* EXERCISES *
**a)** Reproduce the passage of the word embeddings article from "from transformers import" to "outputs = model(**inputs)".
**b)** Translate the sentence "Similar words have similar vectors!" from the word embeddings article into Spanish.

AI6 min read

Word Embeddings

Represent words as vectors in AI.

Robert Anderson
December 18, 2025
0.0k0

Words as numbers.

What are Word Embeddings?

Representing words as vectors (lists of numbers).

Similar words have similar vectors!

Why Better than One-Hot?

One-Hot: Each word is unique, no relationships

  • cat = [1, 0, 0, 0]
  • dog = [0, 1, 0, 0]
  • king = [0, 0, 1, 0]

Embeddings: Capture relationships

  • cat and dog are similar (both animals)
  • king and queen are similar (both royalty)

Word2Vec

Popular embedding method:

from gensim.models import Word2Vec

sentences = [
    ['cat', 'sits', 'on', 'mat'],
    ['dog', 'plays', 'in', 'park'],
    ['cat', 'and', 'dog', 'play']
]

# Train Word2Vec
model = Word2Vec(sentences, vector_size=100, window=5, min_count=1)

# Get vector for word
vector = model.wv['cat']
print(vector)

# Find similar words
similar = model.wv.most_similar('cat', topn=3)
print(similar)  # [('dog', 0.87), ...]

Cool Math with Embeddings

# king - man + woman ≈ queen
result = model.wv.most_similar(
    positive=['king', 'woman'],
    negative=['man']
)
print(result[0])  # 'queen'

Pre-trained Embeddings

Use embeddings trained on millions of documents:

GloVe: Stanford's embeddings
FastText: Facebook's embeddings
BERT: Google's contextual embeddings

import gensim.downloader as api

# Load pre-trained GloVe
glove = api.load("glove-wiki-gigaword-100")

# Use immediately
similar = glove.most_similar('python')
print(similar)

Using in Neural Networks

from tensorflow.keras.layers import Embedding

model = Sequential([
    Embedding(input_dim=10000, output_dim=128),
    LSTM(64),
    Dense(1, activation='sigmoid')
])

BERT - Contextual Embeddings

Unlike Word2Vec, BERT understands context:

"Bank" in "river bank" vs "money bank" gets different vectors!

from transformers import BertTokenizer, BertModel

tokenizer = BertTokenizer.from_pretrained('bert-base-uncased')
model = BertModel.from_pretrained('bert-base-uncased')

text = "The bank by the river"
inputs = tokenizer(text, return_tensors='pt')
outputs = model(**inputs)

Applications

  • Text classification
  • Machine translation
  • Sentiment analysis
  • Question answering

Remember

  • Embeddings capture word meanings
  • Pre-trained embeddings save time
  • BERT understands context
#AI#Intermediate#NLP

* RECORD LIST *
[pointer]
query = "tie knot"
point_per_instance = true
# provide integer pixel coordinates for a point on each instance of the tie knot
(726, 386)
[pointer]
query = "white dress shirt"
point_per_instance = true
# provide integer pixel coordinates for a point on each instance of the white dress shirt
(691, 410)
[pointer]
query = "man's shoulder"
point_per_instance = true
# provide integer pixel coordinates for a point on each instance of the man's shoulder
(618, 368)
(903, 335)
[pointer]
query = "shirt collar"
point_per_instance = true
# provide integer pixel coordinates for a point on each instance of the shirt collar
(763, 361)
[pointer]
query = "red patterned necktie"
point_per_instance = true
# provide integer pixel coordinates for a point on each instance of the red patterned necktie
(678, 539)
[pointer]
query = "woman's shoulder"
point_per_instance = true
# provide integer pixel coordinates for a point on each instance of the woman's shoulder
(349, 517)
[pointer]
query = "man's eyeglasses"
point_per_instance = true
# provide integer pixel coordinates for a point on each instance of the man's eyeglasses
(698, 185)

* * *

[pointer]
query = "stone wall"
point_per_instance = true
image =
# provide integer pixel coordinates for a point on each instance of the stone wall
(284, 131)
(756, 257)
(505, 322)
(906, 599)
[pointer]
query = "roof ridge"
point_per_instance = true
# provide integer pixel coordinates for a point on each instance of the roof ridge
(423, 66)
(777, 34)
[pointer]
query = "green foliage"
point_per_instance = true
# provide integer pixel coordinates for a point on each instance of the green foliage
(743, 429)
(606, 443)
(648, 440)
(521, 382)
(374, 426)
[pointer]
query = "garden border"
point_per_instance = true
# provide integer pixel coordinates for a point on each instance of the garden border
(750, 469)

* RESPONSES FOR EACH TASK *
**a)**
from transformers import BertTokenizer, BertModel

tokenizer = BertTokenizer.from_pretrained('bert-base-uncased')
model = BertModel.from_pretrained('bert-base-uncased')

text = "The bank by the river"
inputs = tokenizer(text, return_tensors='pt')
outputs = model(**inputs)

**b)** ¡Las palabras similares tienen vectores similares!